» **HOW TO COMPLETE THIS TASK**: Leaving out every line that comes before the one containing "</instance>", output the rest of the records exactly, the final line included.

------ GIVEN INFORMATION ------

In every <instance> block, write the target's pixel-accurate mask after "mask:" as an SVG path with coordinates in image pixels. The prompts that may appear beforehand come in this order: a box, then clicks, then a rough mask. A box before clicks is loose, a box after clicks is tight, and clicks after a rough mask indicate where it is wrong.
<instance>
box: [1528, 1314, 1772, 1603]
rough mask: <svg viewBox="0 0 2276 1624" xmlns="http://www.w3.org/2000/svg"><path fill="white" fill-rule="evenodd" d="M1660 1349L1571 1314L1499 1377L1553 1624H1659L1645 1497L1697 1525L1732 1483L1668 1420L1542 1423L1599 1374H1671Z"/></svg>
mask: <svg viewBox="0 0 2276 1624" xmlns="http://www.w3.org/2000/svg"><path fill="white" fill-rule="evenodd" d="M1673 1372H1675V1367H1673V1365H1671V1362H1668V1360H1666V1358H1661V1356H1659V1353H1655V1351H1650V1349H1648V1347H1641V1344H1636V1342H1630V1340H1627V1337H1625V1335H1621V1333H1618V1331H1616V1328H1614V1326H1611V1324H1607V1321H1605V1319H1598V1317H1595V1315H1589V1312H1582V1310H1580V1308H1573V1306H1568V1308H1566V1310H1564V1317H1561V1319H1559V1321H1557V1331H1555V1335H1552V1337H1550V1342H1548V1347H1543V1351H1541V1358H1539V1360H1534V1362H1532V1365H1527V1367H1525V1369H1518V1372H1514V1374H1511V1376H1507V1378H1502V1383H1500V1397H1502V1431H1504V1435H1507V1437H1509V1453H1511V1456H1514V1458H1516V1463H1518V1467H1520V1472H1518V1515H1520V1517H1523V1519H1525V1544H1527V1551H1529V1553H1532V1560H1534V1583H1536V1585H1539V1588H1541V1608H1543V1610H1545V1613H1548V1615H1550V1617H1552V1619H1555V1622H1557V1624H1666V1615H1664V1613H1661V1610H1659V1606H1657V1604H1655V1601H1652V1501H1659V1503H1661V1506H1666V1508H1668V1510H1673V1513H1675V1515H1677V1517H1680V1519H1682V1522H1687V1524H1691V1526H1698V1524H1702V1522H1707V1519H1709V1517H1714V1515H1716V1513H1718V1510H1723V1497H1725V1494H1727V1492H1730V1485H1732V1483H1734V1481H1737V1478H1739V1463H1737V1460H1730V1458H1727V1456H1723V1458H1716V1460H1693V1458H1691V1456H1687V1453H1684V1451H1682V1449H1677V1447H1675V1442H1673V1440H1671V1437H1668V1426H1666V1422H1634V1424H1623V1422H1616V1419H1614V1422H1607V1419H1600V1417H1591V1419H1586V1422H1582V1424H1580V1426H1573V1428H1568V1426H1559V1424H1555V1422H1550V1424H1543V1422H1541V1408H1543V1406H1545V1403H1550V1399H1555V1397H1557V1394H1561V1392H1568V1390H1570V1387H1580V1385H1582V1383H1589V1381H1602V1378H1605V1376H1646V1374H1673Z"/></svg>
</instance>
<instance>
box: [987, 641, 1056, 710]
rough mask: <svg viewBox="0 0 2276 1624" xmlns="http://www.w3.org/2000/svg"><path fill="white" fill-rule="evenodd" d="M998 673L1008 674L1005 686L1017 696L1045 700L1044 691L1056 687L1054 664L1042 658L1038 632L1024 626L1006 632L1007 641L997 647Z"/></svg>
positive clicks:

------

» **ANSWER AREA**:
</instance>
<instance>
box: [987, 641, 1056, 710]
rough mask: <svg viewBox="0 0 2276 1624" xmlns="http://www.w3.org/2000/svg"><path fill="white" fill-rule="evenodd" d="M998 673L1008 674L1005 686L1017 696L1045 700L1044 691L1056 687L1054 664L1042 658L1038 632L1024 626L1006 632L1007 641L997 647Z"/></svg>
positive clicks:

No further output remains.